I would rather say that all the "issues", which I faced with are the lack of functionalities, which I have written into the article.

If you would describe here the problems, which you faced with I could add them into the article and that may be useful to the community.

Edward Rosario · ‎07-11-2023

@AttilaVarga

I have a table with a column, where field type = string, that contains personal information.
I Create a Data Privacy job and ran the job but once it completed you see that only a few fields are anonymized.

Looking at this doc, looks like string field types are supported, so I assume all the fields should be anonymized, but they are not

https://docs.servicenow.com/bundle/utah-platform-security/page/administer/security/reference/data-pr...

DiogoCosta · ‎08-21-2023

@AttilaVarga @Edward Rosario should this work in a PDI? I've scheduled jobs but they don't run at the time I set in the "Start time" field...

Edward Rosario · ‎08-21-2023

Yes, I started in my PDI. Make sure you have a privacy technique configuration set up

DiogoCosta · ‎08-22-2023

@Edward Rosario eventually it did ran, but definitely not at the time I had scheduled. It is a bit weird, but manageable I guess.

AttilaVarga · ‎08-22-2023

Hi @DiogoCosta,

Please check the time zone settings, it can be also the problem.

AttilaVarga · ‎08-22-2023

@DiogoCosta, I have scheduled a new Data Privacy Job in my PDI, then I checked the record in the sys_trigger table. Please take a look at the image below:

You can see that the Scheduled job record is created and the value of Next action is the same, which is set in the Privacy Job record.

Please take a look at the times in your PDI.

◇ ◇ ◇

• _What you should do_: Please copy the part of the Data Privacy jobs thread starting at "I have a table" and ending at "fields are anonymized.", word for word.

◇ ◇ ◇

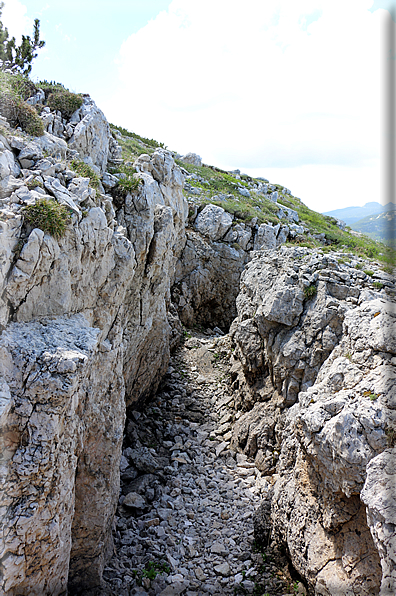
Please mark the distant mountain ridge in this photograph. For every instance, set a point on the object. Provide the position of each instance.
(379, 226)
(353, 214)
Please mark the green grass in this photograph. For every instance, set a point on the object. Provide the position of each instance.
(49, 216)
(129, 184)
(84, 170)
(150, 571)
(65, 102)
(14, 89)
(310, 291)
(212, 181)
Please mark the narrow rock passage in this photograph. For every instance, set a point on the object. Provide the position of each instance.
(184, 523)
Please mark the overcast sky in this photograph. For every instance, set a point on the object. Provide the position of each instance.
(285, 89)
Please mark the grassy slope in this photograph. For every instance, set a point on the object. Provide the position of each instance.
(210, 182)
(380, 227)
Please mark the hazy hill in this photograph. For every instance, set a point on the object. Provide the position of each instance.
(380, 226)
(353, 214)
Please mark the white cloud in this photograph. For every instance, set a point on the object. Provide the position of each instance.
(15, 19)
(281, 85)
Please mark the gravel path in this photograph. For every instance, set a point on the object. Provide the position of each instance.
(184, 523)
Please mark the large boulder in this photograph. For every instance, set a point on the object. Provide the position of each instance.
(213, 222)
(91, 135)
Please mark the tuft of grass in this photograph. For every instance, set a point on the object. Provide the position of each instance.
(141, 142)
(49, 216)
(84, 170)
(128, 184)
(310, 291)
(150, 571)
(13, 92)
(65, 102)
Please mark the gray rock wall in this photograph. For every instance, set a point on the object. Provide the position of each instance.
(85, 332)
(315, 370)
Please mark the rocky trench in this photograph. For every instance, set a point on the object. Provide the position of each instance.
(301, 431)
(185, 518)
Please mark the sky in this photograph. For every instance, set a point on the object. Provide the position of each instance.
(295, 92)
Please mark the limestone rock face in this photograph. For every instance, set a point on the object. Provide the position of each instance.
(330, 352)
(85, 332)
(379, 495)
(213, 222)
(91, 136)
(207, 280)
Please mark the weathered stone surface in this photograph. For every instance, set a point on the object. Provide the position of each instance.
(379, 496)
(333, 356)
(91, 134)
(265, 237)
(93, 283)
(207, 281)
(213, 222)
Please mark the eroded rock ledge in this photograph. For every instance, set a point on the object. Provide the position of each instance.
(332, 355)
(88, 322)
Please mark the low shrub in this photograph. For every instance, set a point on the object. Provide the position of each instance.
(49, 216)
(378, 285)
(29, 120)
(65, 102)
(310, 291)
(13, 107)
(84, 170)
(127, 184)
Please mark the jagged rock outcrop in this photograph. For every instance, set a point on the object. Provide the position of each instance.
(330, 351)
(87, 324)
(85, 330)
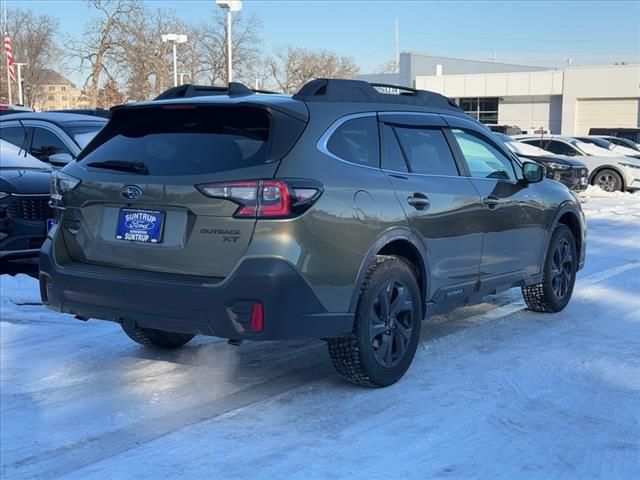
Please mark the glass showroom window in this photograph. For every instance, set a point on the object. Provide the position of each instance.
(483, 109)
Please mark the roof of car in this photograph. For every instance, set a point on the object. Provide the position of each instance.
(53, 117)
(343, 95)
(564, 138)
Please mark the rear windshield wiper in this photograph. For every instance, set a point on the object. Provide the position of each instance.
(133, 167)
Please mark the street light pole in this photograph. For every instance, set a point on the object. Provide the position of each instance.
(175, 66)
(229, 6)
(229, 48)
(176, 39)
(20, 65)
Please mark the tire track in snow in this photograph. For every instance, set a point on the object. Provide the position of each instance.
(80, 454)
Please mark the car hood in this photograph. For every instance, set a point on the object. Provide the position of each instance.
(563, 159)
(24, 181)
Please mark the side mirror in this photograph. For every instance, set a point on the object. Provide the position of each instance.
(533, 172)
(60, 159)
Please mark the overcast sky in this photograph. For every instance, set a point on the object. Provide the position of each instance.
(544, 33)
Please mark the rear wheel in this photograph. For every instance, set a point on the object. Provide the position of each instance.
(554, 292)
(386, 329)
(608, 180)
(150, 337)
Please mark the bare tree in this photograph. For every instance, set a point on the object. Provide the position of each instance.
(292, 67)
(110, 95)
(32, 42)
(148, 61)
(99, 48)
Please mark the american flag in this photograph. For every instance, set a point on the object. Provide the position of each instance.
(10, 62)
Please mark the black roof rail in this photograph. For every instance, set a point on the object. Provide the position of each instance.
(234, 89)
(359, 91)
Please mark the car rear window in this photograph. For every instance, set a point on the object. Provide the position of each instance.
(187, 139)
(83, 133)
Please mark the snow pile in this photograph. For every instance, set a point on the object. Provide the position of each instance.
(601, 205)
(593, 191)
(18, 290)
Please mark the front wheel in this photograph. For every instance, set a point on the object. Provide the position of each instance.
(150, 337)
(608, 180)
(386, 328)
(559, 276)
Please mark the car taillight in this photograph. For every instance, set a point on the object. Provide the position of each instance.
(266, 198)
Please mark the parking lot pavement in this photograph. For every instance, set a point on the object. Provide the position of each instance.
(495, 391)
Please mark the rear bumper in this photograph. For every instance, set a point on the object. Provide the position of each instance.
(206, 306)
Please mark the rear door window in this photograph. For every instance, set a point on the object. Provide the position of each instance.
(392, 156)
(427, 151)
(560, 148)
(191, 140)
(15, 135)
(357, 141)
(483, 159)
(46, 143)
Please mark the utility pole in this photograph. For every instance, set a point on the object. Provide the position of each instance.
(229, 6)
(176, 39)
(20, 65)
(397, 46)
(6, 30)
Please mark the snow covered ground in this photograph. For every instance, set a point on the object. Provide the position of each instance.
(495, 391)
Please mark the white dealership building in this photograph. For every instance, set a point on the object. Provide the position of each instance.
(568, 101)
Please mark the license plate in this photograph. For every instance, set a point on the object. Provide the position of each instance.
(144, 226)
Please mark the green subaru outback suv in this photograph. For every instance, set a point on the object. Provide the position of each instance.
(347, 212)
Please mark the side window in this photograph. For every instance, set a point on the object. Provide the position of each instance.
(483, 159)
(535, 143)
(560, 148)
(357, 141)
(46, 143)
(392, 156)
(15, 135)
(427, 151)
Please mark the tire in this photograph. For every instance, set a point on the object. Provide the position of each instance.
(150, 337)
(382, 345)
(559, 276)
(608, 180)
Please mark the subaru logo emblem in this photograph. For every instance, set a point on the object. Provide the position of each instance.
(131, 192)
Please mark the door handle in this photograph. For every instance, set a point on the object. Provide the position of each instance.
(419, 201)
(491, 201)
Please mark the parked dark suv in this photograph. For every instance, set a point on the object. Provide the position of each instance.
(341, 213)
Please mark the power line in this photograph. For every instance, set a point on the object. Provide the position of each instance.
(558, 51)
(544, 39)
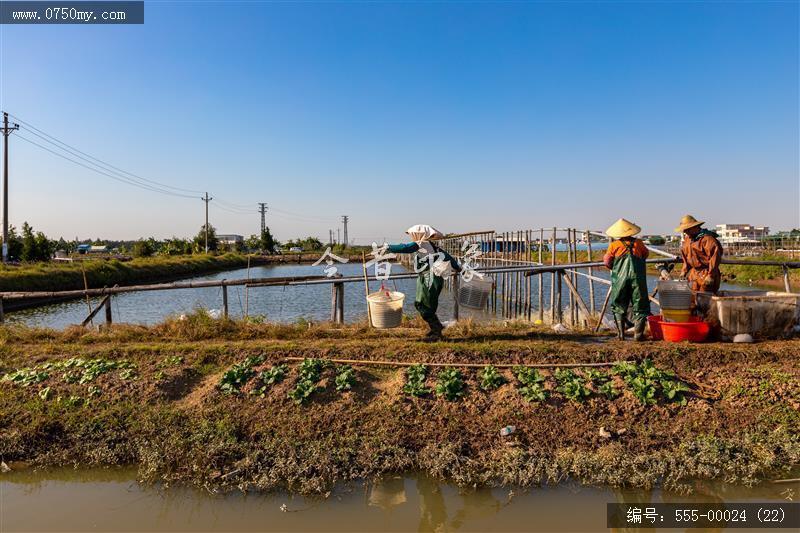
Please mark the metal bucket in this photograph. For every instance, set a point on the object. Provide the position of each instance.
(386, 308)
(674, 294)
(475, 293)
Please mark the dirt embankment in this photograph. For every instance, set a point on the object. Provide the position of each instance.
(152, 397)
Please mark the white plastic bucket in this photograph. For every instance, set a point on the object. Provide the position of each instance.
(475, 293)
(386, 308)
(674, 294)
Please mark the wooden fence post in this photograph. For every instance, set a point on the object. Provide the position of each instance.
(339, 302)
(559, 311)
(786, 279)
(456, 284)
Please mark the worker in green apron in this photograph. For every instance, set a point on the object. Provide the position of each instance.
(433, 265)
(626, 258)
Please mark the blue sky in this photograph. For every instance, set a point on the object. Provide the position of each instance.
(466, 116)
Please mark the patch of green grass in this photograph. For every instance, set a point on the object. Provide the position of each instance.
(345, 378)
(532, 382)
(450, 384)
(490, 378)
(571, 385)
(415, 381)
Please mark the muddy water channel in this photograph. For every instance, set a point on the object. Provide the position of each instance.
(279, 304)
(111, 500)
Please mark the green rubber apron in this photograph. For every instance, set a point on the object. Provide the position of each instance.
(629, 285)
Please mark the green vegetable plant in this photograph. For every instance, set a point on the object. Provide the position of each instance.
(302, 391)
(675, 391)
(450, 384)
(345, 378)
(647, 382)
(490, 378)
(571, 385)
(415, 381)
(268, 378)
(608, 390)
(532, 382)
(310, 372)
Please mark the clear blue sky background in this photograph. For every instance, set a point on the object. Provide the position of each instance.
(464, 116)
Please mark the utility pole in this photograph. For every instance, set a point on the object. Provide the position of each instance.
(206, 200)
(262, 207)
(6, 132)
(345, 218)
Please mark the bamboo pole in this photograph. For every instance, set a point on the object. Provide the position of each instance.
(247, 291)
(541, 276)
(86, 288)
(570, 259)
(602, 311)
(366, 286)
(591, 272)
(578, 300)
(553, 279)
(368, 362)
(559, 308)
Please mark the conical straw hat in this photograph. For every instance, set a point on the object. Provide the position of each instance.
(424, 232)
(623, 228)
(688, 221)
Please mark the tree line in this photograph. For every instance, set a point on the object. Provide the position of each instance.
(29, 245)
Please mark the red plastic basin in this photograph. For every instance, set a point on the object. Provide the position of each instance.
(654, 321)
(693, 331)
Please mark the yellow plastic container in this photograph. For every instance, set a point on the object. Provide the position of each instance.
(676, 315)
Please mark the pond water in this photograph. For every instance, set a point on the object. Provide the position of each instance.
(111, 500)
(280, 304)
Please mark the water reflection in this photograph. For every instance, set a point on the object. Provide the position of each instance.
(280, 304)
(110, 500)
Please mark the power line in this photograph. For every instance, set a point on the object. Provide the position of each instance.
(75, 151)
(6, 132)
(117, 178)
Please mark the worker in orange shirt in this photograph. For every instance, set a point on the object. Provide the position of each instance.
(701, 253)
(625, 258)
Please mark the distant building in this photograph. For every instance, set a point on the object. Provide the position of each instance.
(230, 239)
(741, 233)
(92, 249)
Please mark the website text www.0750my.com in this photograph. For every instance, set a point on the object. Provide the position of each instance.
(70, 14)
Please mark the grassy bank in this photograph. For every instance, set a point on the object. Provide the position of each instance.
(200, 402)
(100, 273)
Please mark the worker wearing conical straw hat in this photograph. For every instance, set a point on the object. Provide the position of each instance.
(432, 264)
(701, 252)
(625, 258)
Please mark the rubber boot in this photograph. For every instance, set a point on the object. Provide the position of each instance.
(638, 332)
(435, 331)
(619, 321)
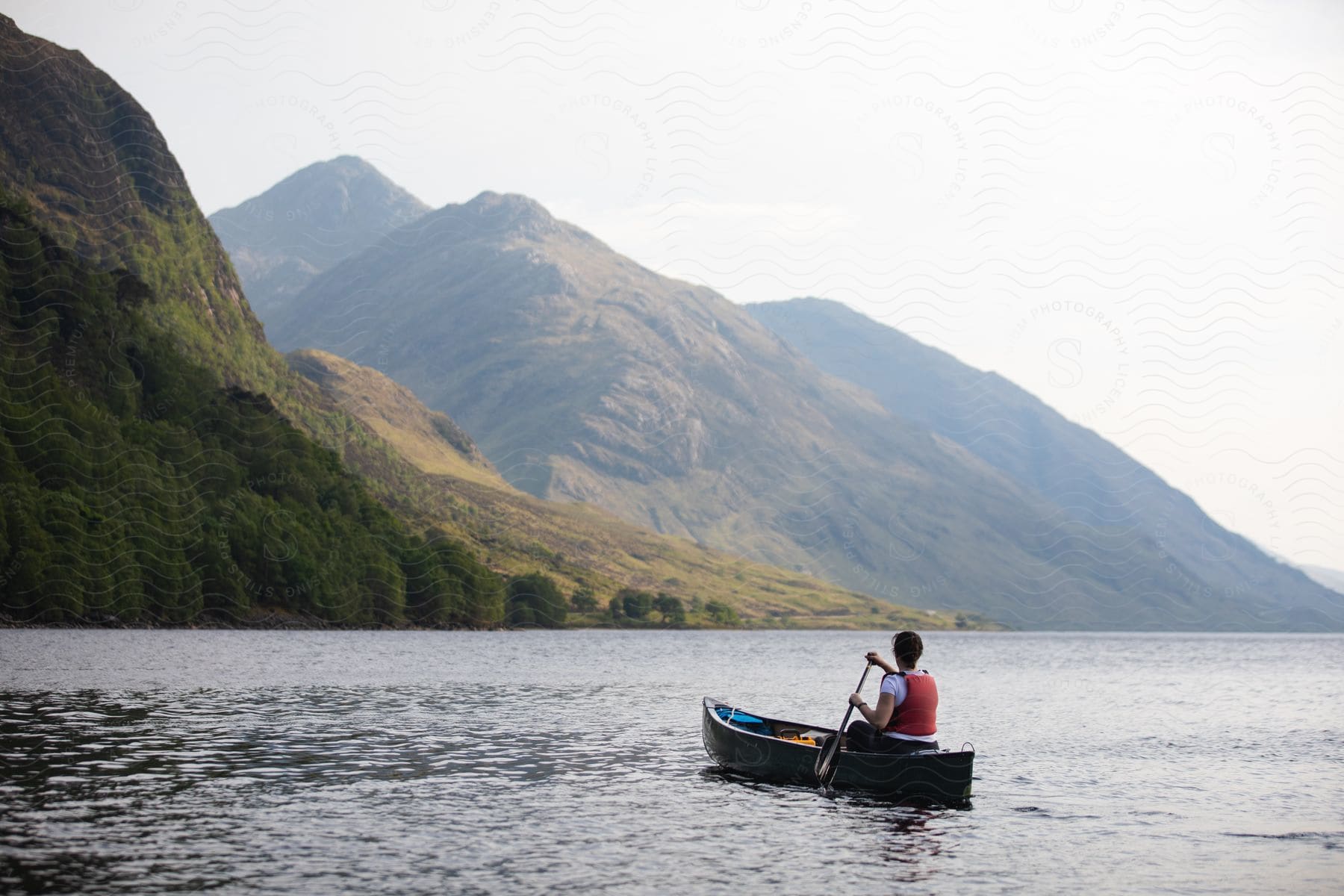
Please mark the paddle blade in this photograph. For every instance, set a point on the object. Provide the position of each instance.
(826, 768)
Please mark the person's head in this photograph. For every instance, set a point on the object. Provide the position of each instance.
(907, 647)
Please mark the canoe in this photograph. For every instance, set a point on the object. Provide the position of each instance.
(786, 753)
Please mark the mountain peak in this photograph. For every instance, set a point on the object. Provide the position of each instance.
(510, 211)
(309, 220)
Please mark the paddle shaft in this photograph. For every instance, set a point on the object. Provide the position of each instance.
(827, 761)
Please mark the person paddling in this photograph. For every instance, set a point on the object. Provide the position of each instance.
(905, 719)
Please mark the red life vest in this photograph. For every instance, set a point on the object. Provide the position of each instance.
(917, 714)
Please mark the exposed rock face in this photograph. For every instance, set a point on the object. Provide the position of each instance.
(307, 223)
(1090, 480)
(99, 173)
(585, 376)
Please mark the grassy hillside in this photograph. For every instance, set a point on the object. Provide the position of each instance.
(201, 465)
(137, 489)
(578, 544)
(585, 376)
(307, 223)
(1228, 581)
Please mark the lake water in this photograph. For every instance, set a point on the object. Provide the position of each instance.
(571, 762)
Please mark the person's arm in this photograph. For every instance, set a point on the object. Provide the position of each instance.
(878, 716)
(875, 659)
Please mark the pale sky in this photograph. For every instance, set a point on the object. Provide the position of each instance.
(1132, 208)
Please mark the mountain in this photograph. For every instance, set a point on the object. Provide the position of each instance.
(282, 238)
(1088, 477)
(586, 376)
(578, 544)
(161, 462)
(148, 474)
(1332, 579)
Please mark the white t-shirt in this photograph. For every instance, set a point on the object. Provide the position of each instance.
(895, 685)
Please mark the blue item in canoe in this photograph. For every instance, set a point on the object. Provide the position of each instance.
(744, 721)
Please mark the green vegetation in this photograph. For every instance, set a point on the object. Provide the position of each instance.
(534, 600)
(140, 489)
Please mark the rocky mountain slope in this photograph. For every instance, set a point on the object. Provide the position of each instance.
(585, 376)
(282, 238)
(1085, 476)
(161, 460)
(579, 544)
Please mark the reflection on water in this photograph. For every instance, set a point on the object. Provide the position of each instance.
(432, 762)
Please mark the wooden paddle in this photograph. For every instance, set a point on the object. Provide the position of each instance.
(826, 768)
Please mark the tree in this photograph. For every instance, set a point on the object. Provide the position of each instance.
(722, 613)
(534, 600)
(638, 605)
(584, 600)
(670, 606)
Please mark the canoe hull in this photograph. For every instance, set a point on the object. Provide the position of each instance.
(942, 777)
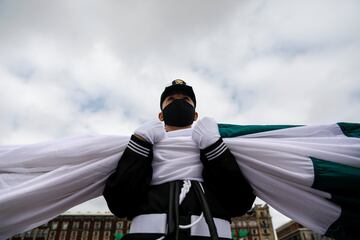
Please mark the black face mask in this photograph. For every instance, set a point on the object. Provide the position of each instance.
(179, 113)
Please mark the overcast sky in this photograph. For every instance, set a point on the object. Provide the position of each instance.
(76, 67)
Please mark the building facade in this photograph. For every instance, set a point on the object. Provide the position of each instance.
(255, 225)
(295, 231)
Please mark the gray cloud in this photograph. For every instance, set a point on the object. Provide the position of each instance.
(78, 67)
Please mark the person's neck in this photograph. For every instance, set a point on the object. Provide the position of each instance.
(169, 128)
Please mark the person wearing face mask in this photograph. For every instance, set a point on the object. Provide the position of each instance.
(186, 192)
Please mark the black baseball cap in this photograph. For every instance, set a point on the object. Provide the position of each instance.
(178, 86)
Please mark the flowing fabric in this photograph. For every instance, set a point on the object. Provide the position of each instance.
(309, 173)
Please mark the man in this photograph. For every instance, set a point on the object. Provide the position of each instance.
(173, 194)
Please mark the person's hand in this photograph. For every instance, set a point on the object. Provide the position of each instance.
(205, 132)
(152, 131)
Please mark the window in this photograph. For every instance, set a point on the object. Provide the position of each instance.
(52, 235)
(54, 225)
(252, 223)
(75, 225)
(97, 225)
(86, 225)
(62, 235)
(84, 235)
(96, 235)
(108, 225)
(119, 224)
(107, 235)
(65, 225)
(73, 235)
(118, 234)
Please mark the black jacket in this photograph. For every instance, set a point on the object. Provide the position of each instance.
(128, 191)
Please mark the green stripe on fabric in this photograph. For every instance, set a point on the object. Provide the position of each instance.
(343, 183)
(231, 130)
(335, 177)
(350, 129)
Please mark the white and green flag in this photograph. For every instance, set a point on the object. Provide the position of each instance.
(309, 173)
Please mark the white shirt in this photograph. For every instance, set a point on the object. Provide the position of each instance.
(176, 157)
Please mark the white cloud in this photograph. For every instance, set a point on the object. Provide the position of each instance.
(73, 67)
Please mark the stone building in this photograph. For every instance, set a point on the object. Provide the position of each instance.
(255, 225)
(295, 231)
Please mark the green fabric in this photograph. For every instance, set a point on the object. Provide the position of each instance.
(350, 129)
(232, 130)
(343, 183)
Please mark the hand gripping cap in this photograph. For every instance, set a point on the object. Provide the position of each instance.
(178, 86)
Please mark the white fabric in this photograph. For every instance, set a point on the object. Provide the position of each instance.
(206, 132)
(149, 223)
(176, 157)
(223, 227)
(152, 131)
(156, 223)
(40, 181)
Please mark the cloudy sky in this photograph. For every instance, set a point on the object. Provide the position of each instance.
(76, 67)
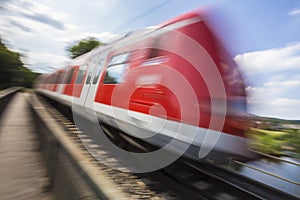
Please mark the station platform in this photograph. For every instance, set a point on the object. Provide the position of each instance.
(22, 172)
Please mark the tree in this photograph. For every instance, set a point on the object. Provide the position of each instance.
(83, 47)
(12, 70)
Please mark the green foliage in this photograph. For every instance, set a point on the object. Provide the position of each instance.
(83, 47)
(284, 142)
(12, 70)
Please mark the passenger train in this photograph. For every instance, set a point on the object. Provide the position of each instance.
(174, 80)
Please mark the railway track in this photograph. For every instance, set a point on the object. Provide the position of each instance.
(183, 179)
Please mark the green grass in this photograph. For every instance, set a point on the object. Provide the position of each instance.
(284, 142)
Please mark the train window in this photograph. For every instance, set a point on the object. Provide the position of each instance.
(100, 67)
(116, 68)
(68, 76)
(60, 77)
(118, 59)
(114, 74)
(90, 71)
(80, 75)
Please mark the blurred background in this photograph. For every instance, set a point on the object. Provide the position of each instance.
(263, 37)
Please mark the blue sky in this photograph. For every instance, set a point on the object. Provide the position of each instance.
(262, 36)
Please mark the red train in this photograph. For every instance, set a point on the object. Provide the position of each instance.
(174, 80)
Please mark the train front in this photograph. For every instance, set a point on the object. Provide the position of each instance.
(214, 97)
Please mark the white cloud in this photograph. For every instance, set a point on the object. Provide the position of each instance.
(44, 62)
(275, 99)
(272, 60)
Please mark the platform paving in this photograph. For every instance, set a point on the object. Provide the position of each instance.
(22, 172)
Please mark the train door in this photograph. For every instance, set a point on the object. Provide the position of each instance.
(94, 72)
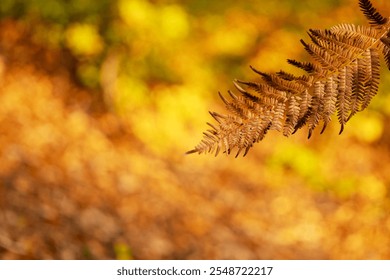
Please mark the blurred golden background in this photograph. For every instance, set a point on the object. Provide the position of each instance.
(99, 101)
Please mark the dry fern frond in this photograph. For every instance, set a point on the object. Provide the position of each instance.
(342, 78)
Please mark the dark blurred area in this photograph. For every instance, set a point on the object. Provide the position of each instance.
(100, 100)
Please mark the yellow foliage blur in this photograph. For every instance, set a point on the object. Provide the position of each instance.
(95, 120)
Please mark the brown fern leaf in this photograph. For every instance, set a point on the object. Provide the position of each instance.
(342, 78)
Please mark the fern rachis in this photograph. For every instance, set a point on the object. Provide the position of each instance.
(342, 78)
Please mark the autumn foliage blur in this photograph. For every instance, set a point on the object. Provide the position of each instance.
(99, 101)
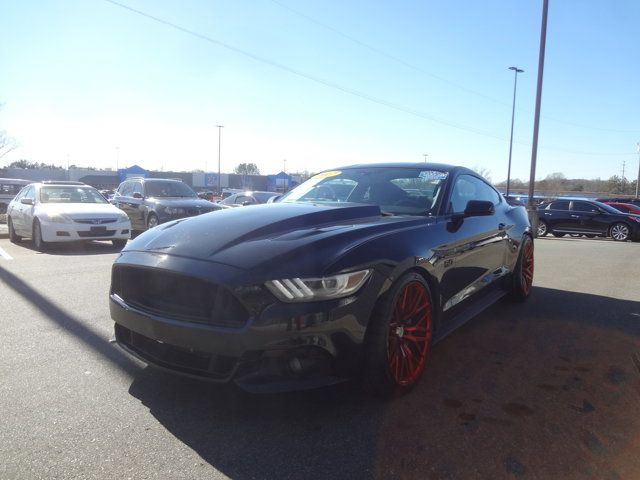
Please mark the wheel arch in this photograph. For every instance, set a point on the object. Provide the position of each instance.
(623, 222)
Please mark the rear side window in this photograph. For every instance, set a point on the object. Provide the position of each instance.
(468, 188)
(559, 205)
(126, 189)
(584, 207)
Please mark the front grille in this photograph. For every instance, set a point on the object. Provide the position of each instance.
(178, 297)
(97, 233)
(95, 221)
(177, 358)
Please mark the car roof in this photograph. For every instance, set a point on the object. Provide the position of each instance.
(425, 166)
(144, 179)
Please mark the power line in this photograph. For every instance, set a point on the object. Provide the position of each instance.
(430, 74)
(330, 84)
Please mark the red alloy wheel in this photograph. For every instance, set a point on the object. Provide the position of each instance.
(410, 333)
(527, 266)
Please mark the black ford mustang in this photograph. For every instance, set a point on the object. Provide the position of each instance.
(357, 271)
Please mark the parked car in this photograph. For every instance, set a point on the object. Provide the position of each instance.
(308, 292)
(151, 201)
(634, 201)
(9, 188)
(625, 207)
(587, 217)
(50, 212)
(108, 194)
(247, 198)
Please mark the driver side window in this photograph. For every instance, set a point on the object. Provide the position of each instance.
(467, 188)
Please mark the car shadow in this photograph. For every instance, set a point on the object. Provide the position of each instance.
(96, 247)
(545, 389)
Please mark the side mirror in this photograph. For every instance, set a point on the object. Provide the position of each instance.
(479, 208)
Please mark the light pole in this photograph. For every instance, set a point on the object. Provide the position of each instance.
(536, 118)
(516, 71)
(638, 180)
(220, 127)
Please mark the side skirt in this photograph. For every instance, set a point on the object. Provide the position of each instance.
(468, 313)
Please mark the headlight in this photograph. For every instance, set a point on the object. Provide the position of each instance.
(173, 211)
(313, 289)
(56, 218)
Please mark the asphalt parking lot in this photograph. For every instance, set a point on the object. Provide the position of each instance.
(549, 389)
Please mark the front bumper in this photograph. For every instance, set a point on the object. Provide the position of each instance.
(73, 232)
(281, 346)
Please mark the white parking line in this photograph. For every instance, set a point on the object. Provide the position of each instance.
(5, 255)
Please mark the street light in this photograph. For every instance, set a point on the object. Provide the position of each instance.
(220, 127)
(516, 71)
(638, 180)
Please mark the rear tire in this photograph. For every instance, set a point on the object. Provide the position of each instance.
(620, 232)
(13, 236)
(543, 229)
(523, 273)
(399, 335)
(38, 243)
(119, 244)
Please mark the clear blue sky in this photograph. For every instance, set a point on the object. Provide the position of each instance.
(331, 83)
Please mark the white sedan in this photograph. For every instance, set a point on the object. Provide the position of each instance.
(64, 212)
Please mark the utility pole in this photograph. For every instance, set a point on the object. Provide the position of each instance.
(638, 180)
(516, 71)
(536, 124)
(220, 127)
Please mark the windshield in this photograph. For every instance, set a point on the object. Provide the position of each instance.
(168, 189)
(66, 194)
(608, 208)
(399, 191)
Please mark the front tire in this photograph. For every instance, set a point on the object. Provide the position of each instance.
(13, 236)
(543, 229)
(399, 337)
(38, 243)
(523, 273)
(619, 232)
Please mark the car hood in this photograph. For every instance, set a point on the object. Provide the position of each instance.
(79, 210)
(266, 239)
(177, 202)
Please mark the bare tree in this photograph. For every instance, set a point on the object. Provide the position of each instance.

◇ ◇ ◇

• _Solution to this task_:
I have a table with a column, where field type = string, that contains personal information.
I Create a Data Privacy job and ran the job but once it completed you see that only a few fields are anonymized.